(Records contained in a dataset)

-*-

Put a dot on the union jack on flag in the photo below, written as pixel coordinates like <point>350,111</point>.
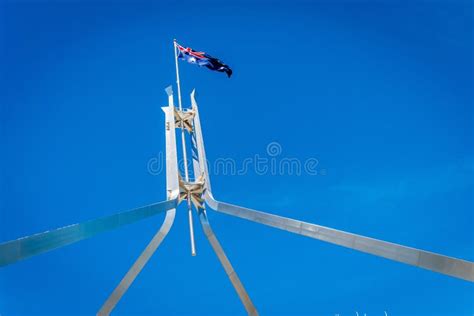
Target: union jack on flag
<point>202,59</point>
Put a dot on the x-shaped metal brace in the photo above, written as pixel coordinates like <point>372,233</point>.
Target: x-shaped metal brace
<point>194,190</point>
<point>184,119</point>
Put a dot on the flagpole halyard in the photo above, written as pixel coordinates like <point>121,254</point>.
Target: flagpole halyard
<point>183,143</point>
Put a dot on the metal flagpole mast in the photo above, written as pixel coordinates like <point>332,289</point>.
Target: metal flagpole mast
<point>183,142</point>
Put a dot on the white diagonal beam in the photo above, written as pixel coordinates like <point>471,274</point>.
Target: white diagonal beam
<point>229,270</point>
<point>172,188</point>
<point>420,258</point>
<point>454,267</point>
<point>25,247</point>
<point>200,171</point>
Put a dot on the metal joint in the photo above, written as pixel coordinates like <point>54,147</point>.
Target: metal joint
<point>194,190</point>
<point>184,119</point>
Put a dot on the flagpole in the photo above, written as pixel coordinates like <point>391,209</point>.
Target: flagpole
<point>183,142</point>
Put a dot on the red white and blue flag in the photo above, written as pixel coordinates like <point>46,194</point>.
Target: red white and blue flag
<point>202,59</point>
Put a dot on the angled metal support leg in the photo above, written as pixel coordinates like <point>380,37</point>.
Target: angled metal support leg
<point>200,170</point>
<point>229,270</point>
<point>172,185</point>
<point>137,267</point>
<point>454,267</point>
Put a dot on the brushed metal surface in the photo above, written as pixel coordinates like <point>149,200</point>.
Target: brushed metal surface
<point>200,171</point>
<point>172,188</point>
<point>25,247</point>
<point>454,267</point>
<point>137,267</point>
<point>229,270</point>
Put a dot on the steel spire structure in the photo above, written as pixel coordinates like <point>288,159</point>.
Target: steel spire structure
<point>197,192</point>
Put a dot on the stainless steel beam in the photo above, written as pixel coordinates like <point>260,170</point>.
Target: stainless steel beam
<point>420,258</point>
<point>137,267</point>
<point>200,171</point>
<point>229,270</point>
<point>25,247</point>
<point>454,267</point>
<point>172,187</point>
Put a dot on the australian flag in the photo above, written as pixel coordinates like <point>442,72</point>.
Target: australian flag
<point>202,59</point>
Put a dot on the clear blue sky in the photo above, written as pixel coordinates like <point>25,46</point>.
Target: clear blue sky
<point>380,92</point>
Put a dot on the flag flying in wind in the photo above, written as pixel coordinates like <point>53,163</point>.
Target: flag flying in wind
<point>202,59</point>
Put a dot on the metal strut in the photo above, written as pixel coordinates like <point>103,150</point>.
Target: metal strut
<point>454,267</point>
<point>172,186</point>
<point>200,168</point>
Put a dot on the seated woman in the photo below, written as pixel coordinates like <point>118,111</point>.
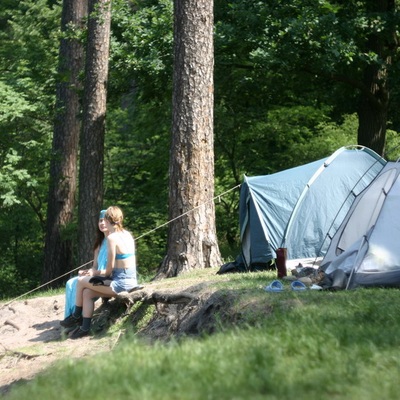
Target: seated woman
<point>99,264</point>
<point>121,268</point>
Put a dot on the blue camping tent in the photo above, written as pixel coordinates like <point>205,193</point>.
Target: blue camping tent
<point>301,208</point>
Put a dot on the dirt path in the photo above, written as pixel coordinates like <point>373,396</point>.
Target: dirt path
<point>31,339</point>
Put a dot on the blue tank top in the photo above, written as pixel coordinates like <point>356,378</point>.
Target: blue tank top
<point>123,256</point>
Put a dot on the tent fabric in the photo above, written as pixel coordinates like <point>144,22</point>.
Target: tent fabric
<point>301,208</point>
<point>366,246</point>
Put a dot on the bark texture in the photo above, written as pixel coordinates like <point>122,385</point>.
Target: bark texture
<point>192,241</point>
<point>93,131</point>
<point>63,167</point>
<point>374,97</point>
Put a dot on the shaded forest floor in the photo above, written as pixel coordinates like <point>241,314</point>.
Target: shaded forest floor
<point>31,338</point>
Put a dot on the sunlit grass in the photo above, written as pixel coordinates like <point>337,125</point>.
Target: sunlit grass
<point>290,345</point>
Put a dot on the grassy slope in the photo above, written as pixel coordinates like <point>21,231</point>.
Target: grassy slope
<point>307,345</point>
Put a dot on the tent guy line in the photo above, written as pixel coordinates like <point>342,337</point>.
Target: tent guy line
<point>218,197</point>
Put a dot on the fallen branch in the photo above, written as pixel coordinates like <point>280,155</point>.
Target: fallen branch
<point>157,297</point>
<point>13,324</point>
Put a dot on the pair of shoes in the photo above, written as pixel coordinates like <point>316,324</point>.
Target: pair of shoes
<point>275,286</point>
<point>315,287</point>
<point>78,333</point>
<point>298,286</point>
<point>71,321</point>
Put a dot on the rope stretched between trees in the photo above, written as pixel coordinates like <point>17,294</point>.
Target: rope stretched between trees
<point>144,234</point>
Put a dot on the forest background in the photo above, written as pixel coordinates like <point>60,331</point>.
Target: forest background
<point>286,87</point>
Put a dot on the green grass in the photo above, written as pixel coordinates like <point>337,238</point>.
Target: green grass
<point>308,345</point>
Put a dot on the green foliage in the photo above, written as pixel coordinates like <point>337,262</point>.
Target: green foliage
<point>280,101</point>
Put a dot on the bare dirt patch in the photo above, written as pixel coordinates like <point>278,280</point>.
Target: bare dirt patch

-*-

(Work instructions):
Output the data verbatim, images excluded.

(Response):
Put a dot on the union jack on flag in the photo below, written as pixel coordinates like <point>350,111</point>.
Target: union jack on flag
<point>202,59</point>
Put a dot on the x-shaped metal brace in the photo above, written as pixel coordinates like <point>372,233</point>.
Target: x-shaped metal brace
<point>194,190</point>
<point>184,119</point>
Put a dot on the flagpole halyard in the photo above, written as pixel coordinates like <point>121,254</point>.
Target: flagpole halyard
<point>183,143</point>
Put a dot on the metal flagpole mast in the photo above, written as pixel coordinates like <point>332,289</point>.
Target: metal flagpole mast
<point>183,142</point>
Put a dot on the white diagonal beam in the photo above, written as pixel coordinates like <point>471,274</point>.
Target: white diagonal beam
<point>229,270</point>
<point>172,188</point>
<point>420,258</point>
<point>454,267</point>
<point>25,247</point>
<point>200,171</point>
Put a dot on the metal joint in the photo above, written as pixel coordinates like <point>54,147</point>.
Target: metal joint
<point>194,190</point>
<point>184,119</point>
Put a dot on the flagpole in the photo above, written as pixel coordinates like <point>391,209</point>.
Target: flagpole
<point>183,142</point>
Put a dot on the red white and blue flag in the photo above, written as pixel coordinates like <point>46,194</point>.
Target: red white and blue flag
<point>202,59</point>
Put a dot on the angled metal support leg in the photo above, written as pixel coordinates like <point>380,37</point>.
Target: angled metal support leg
<point>200,170</point>
<point>229,270</point>
<point>172,185</point>
<point>137,267</point>
<point>454,267</point>
Put a dot on the brushed metal surface in the photo above, written as pixel coordinates like <point>149,200</point>.
Target: brushed metal surface
<point>200,171</point>
<point>172,188</point>
<point>25,247</point>
<point>454,267</point>
<point>137,267</point>
<point>229,270</point>
Put a dot on the steel spire structure in the photo above, written as pixel coordinates like <point>288,159</point>.
Target: steel spire structure
<point>197,192</point>
Put a dot on the stainless steel beam in the photo above, written as pixel coordinates like <point>260,170</point>.
Target: stainless steel beam
<point>420,258</point>
<point>137,267</point>
<point>200,171</point>
<point>229,270</point>
<point>25,247</point>
<point>454,267</point>
<point>172,187</point>
Put a dot on the australian flag in the photo above, written as pixel coordinates like <point>442,72</point>.
Target: australian flag
<point>202,59</point>
Put a dot on the clear blue sky in the photo above, written as pixel coordinates like <point>25,46</point>.
Target: clear blue sky
<point>380,92</point>
Put a dot on the flag flying in wind in the photo above, written as pixel coordinates like <point>53,163</point>.
Target: flag flying in wind
<point>202,59</point>
Put a dot on the metal strut in the photo above, written as pixel coordinates like <point>103,150</point>.
Target: metal strut
<point>454,267</point>
<point>172,186</point>
<point>200,168</point>
Put a dot on the seated woman in the photo below, written as pixel coordinates like <point>118,111</point>.
Target: seated woman
<point>99,264</point>
<point>121,268</point>
Put a dot on the blue camping tent in the photo above, written as pixel coordinates like <point>205,193</point>.
Target: blue camping tent
<point>301,208</point>
Put a dot on the dirt path in the photo above, written as pixel coordinates like <point>373,396</point>.
Target: dirt path
<point>31,339</point>
Put a dot on the blue tank top in the photo above, written as pixel coordinates like <point>356,378</point>.
Target: blue tank top
<point>123,256</point>
Put a dot on the tent fabric in the photo above, written as pixel coordinates like <point>144,22</point>.
Target: tent fabric
<point>301,208</point>
<point>366,246</point>
Put a dot on the bark texture in the photo above, written as pixel coordinates like <point>122,385</point>.
Target: bark texture
<point>192,241</point>
<point>93,131</point>
<point>63,167</point>
<point>374,97</point>
Put a dot on the shaded forest floor in the photo above, written as pixel coordinates like <point>241,314</point>.
Target: shaded forest floor
<point>31,338</point>
Put a dot on the sunlit grass in the photo above, written as pixel coordinates like <point>337,125</point>.
Target: sunlit grass
<point>290,345</point>
Put a dot on the grassy slope in the photo above, written as pixel coordinates like <point>21,231</point>.
Target: grassy slope
<point>307,345</point>
Put a dot on the tent guy line in the photo above, written as pixel coordinates like <point>342,337</point>.
Target: tent guy line
<point>218,197</point>
Put a dot on the fallen branch in the photo above, written as pixel coordinates like <point>280,155</point>.
Target: fallen branch
<point>157,297</point>
<point>13,324</point>
Put a dot on the pair of shoes in the photo above, written as pixel coordinates like <point>316,324</point>.
Target: pair of shoes
<point>275,286</point>
<point>315,287</point>
<point>78,333</point>
<point>298,286</point>
<point>71,321</point>
Put a dot on the rope stretched between trees in the photo above, written as pixel coordinates like <point>17,294</point>.
Target: rope stretched between trees
<point>144,234</point>
Put a dot on the forest background in the photo above, written as pixel coordinates like <point>60,331</point>.
Target: forest background
<point>286,87</point>
Put a dot on the green grass in the photo above, written as pixel coordinates like <point>337,238</point>.
Target: green grass
<point>308,345</point>
Put a dot on the green foliage in the photo above, written as pixel coordinates like <point>337,262</point>.
Target: green foliage
<point>280,101</point>
Put a dot on the bare dirt patch in the photo above, written as pixel coordinates like <point>278,280</point>.
Target: bare dirt patch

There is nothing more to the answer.